* **Goal of the exercise**
Using the data below, output a verbatim copy of the lines between the one holding "[locate] white price" and the one holding "[locate] price sign", inclusive, without any pictures.

* **Data**

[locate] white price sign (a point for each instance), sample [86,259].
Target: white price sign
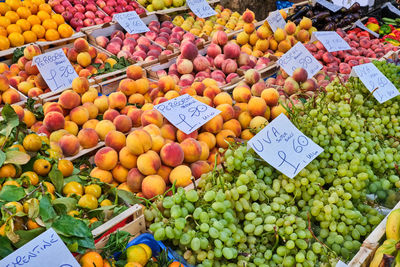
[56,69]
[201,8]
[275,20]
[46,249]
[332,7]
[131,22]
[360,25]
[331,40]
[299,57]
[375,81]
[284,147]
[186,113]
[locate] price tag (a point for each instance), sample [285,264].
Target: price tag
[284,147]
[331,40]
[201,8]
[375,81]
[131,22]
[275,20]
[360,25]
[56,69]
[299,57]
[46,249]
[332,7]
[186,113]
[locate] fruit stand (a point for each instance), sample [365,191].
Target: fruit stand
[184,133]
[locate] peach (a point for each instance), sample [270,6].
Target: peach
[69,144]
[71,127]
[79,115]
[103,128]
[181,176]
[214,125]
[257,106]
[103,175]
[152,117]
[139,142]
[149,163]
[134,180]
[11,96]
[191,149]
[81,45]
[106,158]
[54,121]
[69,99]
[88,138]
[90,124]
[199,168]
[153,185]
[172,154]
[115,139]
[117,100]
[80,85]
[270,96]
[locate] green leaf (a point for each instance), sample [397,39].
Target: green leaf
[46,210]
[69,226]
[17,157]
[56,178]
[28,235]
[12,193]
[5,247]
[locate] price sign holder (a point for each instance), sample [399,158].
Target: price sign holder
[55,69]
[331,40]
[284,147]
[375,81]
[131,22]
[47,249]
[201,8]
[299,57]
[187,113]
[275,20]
==
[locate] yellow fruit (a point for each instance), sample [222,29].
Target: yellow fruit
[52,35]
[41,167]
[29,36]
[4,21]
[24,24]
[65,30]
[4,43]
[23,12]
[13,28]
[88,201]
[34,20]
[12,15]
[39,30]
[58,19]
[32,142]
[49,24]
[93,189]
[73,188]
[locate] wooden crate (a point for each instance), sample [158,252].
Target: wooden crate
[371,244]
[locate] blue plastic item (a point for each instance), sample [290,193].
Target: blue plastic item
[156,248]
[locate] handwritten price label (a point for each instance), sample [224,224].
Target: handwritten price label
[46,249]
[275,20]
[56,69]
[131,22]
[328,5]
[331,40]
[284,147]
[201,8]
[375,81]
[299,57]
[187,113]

* **Solution below**
[locate] white price sign (a point for each instance), sample [86,259].
Target: white price sign
[56,69]
[201,8]
[275,20]
[46,249]
[332,7]
[131,22]
[360,25]
[331,40]
[299,57]
[375,81]
[284,147]
[186,113]
[locate] price tag (a point for each instance), sample [285,264].
Target: price tag
[284,147]
[331,40]
[201,8]
[375,81]
[131,22]
[275,20]
[360,25]
[56,69]
[299,57]
[46,249]
[332,7]
[186,113]
[locate] fruit stand (a point for each instance), sample [365,191].
Target: fruit stand
[184,133]
[locate] peach (a point for each instance), sample [270,6].
Target: peach
[69,144]
[71,127]
[79,115]
[103,128]
[181,176]
[214,125]
[257,106]
[103,175]
[152,117]
[139,142]
[149,163]
[134,180]
[11,96]
[191,149]
[81,45]
[106,158]
[54,121]
[69,99]
[88,138]
[90,124]
[199,168]
[153,185]
[172,154]
[115,139]
[117,100]
[80,85]
[270,96]
[locate] green leaf (a point for each instance), sample [397,39].
Target: green leaf
[46,210]
[69,226]
[17,157]
[56,178]
[28,235]
[12,193]
[5,247]
[locate] price sign holder (a point for each instance), sample [399,158].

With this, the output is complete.